> TEXT SEGMENT:
# Canning question



## Freyadog (Jan 27, 2010)

I am getting ready to can a chicken dish minus the pasta and sour cream. 

This dish is pretty much chicken and tomato soup and tomato paste. It is real real thick. The tomato is stuck to the chicken. It is not moist at all(i.e. food is not sitting in any liquid). The sourcream when added makes it creamy.

OK now to the question. Since this dish is so thick should I add a couple of tb. spoon fulls of water to the quart jars before canning. I am trying to visualize what it would be like coming out of the canner with no added liquid. 

Or would it be ok just to can it as it is? Have never canned anything real thick like this before so really need some input. thanks.


----------



## camo2460 (Feb 10, 2013)

I think that if it was that thick I would add a little water or maybe chicken broth. That being said, is this dish intended as a soup or is it intended to be thick to put over rice or noodles?


----------



## Freyadog (Jan 27, 2010)

It is thinned with sour cream and shell noodles added. It is suppose to be thick but the sour cream does thin it out some so it won't be in a huge clump in your plate. No where near being soupy. The finished product is moderately thick and creamy. You eat it with a fork.

> DATASET CONTENT:

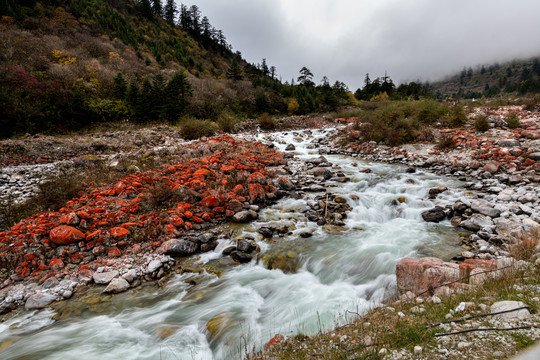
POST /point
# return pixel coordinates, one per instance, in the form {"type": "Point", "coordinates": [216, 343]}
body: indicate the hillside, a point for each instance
{"type": "Point", "coordinates": [66, 65]}
{"type": "Point", "coordinates": [519, 77]}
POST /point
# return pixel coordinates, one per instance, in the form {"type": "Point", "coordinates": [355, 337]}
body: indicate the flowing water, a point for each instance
{"type": "Point", "coordinates": [339, 273]}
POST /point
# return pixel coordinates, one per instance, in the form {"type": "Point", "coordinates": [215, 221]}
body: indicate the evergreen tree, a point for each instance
{"type": "Point", "coordinates": [145, 8]}
{"type": "Point", "coordinates": [158, 93]}
{"type": "Point", "coordinates": [120, 86]}
{"type": "Point", "coordinates": [305, 77]}
{"type": "Point", "coordinates": [234, 72]}
{"type": "Point", "coordinates": [170, 11]}
{"type": "Point", "coordinates": [157, 8]}
{"type": "Point", "coordinates": [176, 96]}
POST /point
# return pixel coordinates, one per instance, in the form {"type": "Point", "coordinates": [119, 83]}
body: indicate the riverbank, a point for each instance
{"type": "Point", "coordinates": [313, 175]}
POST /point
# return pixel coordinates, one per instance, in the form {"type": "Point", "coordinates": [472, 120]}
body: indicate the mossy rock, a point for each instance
{"type": "Point", "coordinates": [282, 262]}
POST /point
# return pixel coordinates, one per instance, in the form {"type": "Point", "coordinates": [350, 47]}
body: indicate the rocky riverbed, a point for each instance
{"type": "Point", "coordinates": [65, 254]}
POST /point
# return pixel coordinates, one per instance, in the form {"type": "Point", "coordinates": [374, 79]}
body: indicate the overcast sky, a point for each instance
{"type": "Point", "coordinates": [345, 39]}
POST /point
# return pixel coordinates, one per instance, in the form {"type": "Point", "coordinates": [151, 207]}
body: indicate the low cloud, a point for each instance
{"type": "Point", "coordinates": [345, 39]}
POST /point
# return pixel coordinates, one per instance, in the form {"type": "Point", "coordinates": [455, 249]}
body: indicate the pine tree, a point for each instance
{"type": "Point", "coordinates": [120, 86]}
{"type": "Point", "coordinates": [170, 11]}
{"type": "Point", "coordinates": [145, 7]}
{"type": "Point", "coordinates": [176, 96]}
{"type": "Point", "coordinates": [305, 77]}
{"type": "Point", "coordinates": [234, 72]}
{"type": "Point", "coordinates": [157, 8]}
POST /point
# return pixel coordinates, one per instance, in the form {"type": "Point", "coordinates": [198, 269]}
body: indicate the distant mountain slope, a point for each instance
{"type": "Point", "coordinates": [515, 77]}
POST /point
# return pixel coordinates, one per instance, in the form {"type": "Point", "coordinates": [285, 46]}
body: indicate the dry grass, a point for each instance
{"type": "Point", "coordinates": [365, 336]}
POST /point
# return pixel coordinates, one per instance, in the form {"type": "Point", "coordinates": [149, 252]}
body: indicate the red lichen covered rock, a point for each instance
{"type": "Point", "coordinates": [64, 235]}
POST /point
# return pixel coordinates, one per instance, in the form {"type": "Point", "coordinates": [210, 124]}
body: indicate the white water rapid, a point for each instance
{"type": "Point", "coordinates": [339, 273]}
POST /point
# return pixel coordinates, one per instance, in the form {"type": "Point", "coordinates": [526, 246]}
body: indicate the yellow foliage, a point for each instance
{"type": "Point", "coordinates": [8, 19]}
{"type": "Point", "coordinates": [292, 105]}
{"type": "Point", "coordinates": [381, 97]}
{"type": "Point", "coordinates": [63, 57]}
{"type": "Point", "coordinates": [115, 56]}
{"type": "Point", "coordinates": [352, 99]}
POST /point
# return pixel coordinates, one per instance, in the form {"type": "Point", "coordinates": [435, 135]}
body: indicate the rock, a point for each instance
{"type": "Point", "coordinates": [281, 262]}
{"type": "Point", "coordinates": [290, 147]}
{"type": "Point", "coordinates": [117, 285]}
{"type": "Point", "coordinates": [483, 207]}
{"type": "Point", "coordinates": [433, 192]}
{"type": "Point", "coordinates": [241, 257]}
{"type": "Point", "coordinates": [241, 216]}
{"type": "Point", "coordinates": [420, 275]}
{"type": "Point", "coordinates": [131, 275]}
{"type": "Point", "coordinates": [509, 143]}
{"type": "Point", "coordinates": [434, 215]}
{"type": "Point", "coordinates": [285, 183]}
{"type": "Point", "coordinates": [245, 246]}
{"type": "Point", "coordinates": [492, 166]}
{"type": "Point", "coordinates": [39, 301]}
{"type": "Point", "coordinates": [333, 229]}
{"type": "Point", "coordinates": [266, 231]}
{"type": "Point", "coordinates": [105, 277]}
{"type": "Point", "coordinates": [218, 324]}
{"type": "Point", "coordinates": [154, 265]}
{"type": "Point", "coordinates": [522, 314]}
{"type": "Point", "coordinates": [476, 222]}
{"type": "Point", "coordinates": [64, 235]}
{"type": "Point", "coordinates": [534, 156]}
{"type": "Point", "coordinates": [178, 247]}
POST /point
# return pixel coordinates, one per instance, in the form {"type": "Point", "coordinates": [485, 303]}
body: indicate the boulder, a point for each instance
{"type": "Point", "coordinates": [65, 234]}
{"type": "Point", "coordinates": [116, 286]}
{"type": "Point", "coordinates": [509, 143]}
{"type": "Point", "coordinates": [39, 301]}
{"type": "Point", "coordinates": [290, 147]}
{"type": "Point", "coordinates": [534, 156]}
{"type": "Point", "coordinates": [245, 246]}
{"type": "Point", "coordinates": [241, 257]}
{"type": "Point", "coordinates": [105, 277]}
{"type": "Point", "coordinates": [499, 306]}
{"type": "Point", "coordinates": [178, 247]}
{"type": "Point", "coordinates": [483, 207]}
{"type": "Point", "coordinates": [492, 166]}
{"type": "Point", "coordinates": [434, 215]}
{"type": "Point", "coordinates": [476, 222]}
{"type": "Point", "coordinates": [242, 216]}
{"type": "Point", "coordinates": [420, 275]}
{"type": "Point", "coordinates": [154, 265]}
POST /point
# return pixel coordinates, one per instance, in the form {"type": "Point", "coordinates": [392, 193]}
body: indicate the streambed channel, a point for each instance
{"type": "Point", "coordinates": [224, 309]}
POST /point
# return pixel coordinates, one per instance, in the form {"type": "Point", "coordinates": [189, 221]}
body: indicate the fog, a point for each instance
{"type": "Point", "coordinates": [345, 39]}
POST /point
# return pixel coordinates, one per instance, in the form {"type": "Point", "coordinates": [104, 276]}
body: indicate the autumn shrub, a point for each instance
{"type": "Point", "coordinates": [481, 123]}
{"type": "Point", "coordinates": [446, 142]}
{"type": "Point", "coordinates": [512, 120]}
{"type": "Point", "coordinates": [191, 128]}
{"type": "Point", "coordinates": [266, 122]}
{"type": "Point", "coordinates": [226, 121]}
{"type": "Point", "coordinates": [457, 117]}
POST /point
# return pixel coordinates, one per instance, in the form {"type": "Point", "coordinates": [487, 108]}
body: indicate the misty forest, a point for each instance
{"type": "Point", "coordinates": [165, 195]}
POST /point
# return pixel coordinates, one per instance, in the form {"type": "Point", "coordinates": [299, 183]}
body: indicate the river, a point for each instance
{"type": "Point", "coordinates": [339, 273]}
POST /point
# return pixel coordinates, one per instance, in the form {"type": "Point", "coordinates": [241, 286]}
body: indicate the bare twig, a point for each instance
{"type": "Point", "coordinates": [485, 329]}
{"type": "Point", "coordinates": [479, 316]}
{"type": "Point", "coordinates": [463, 278]}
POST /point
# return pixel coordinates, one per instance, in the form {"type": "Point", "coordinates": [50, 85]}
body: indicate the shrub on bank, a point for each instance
{"type": "Point", "coordinates": [481, 124]}
{"type": "Point", "coordinates": [191, 128]}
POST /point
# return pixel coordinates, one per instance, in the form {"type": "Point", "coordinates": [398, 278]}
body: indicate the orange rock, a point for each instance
{"type": "Point", "coordinates": [210, 201]}
{"type": "Point", "coordinates": [65, 234]}
{"type": "Point", "coordinates": [118, 232]}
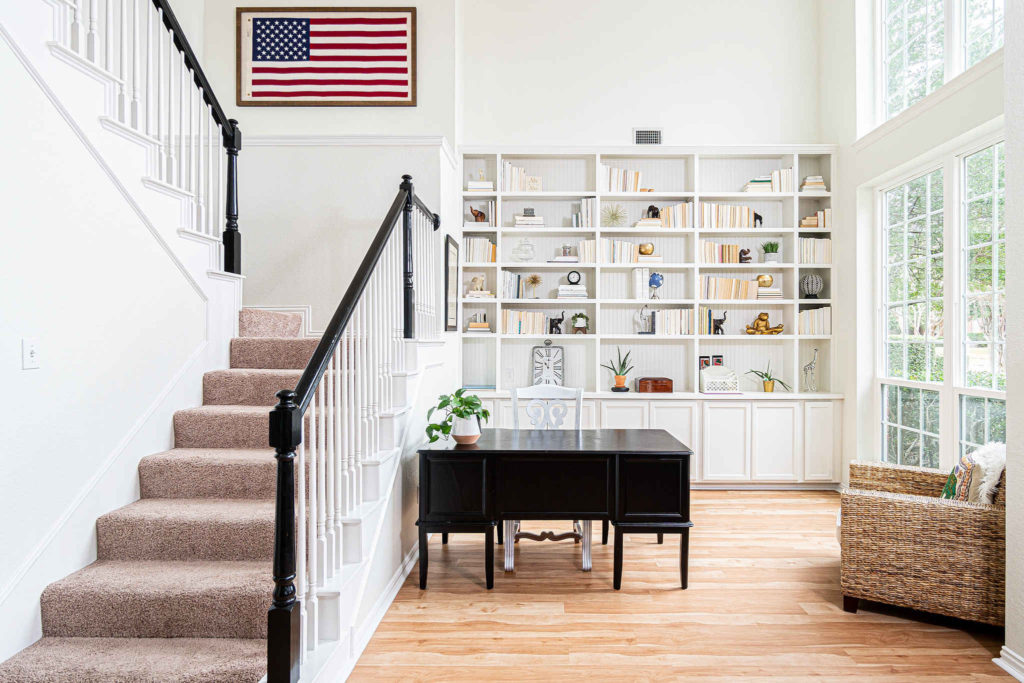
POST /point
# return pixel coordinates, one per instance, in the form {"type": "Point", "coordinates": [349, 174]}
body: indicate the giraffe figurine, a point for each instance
{"type": "Point", "coordinates": [810, 382]}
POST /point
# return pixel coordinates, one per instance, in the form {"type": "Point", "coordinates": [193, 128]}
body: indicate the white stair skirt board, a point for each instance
{"type": "Point", "coordinates": [1011, 662]}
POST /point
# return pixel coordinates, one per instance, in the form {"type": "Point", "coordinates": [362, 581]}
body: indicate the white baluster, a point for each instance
{"type": "Point", "coordinates": [300, 537]}
{"type": "Point", "coordinates": [123, 62]}
{"type": "Point", "coordinates": [312, 545]}
{"type": "Point", "coordinates": [136, 60]}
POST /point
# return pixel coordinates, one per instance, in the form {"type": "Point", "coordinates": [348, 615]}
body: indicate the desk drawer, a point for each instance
{"type": "Point", "coordinates": [653, 488]}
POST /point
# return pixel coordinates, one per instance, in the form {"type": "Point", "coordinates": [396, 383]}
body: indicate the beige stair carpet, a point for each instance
{"type": "Point", "coordinates": [182, 582]}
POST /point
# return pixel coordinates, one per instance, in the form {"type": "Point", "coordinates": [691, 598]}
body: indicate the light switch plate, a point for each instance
{"type": "Point", "coordinates": [30, 353]}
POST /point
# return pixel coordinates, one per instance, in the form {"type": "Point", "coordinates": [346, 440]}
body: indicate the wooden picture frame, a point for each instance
{"type": "Point", "coordinates": [241, 23]}
{"type": "Point", "coordinates": [451, 284]}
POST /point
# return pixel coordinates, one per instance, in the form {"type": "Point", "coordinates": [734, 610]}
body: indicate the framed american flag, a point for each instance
{"type": "Point", "coordinates": [326, 56]}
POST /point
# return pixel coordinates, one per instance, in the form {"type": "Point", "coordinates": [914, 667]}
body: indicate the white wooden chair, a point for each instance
{"type": "Point", "coordinates": [546, 409]}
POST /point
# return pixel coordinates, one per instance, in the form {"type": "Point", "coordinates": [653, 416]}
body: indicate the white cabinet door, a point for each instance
{"type": "Point", "coordinates": [776, 437]}
{"type": "Point", "coordinates": [679, 418]}
{"type": "Point", "coordinates": [726, 441]}
{"type": "Point", "coordinates": [819, 440]}
{"type": "Point", "coordinates": [624, 414]}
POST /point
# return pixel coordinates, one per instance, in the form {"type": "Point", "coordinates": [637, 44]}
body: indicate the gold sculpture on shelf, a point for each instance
{"type": "Point", "coordinates": [761, 326]}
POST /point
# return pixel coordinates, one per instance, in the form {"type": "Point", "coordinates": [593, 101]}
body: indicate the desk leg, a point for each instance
{"type": "Point", "coordinates": [616, 581]}
{"type": "Point", "coordinates": [509, 545]}
{"type": "Point", "coordinates": [423, 559]}
{"type": "Point", "coordinates": [587, 532]}
{"type": "Point", "coordinates": [684, 552]}
{"type": "Point", "coordinates": [488, 556]}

> CHALLENGE A:
List every line of the entries that contains the string "white", treating case as significant.
> CHALLENGE B:
Carry the canning thread forward from the end of its last post.
The canning thread and the entries have nothing to do with each other.

> TASK RESPONSE A:
body: indicate the white water rapid, a point for each instance
body: indicate the white stair skirt board, a point for each instance
body: indicate the white baluster, a point for each instance
body: indicate the white wooden chair, a point for each instance
body: indicate the white cabinet door, a point for each instance

> TASK RESPONSE B:
----------



## Woody (Nov 11, 2008)

I would err on the side of caution and add some water. I made a batch of chilie last week that was really thick. You could still spoon it and it would flatten out on the spoon. It turned out like paste, really, really thick. Now it piles on the spoon, I have to dilute each can. From now on I'm making it more like a soup because it thickened so much.


----------



## OldCootHillbilly (Jul 9, 2010)

Need ta thin it outa bit fer better heat distribution IMHO. Yall could always thicken it back up after ya open if need be.


----------



## weedygarden (Apr 27, 2011)

*Thin it out or*

If it were me, I would just can the chicken as usual and can the tomatoes separately.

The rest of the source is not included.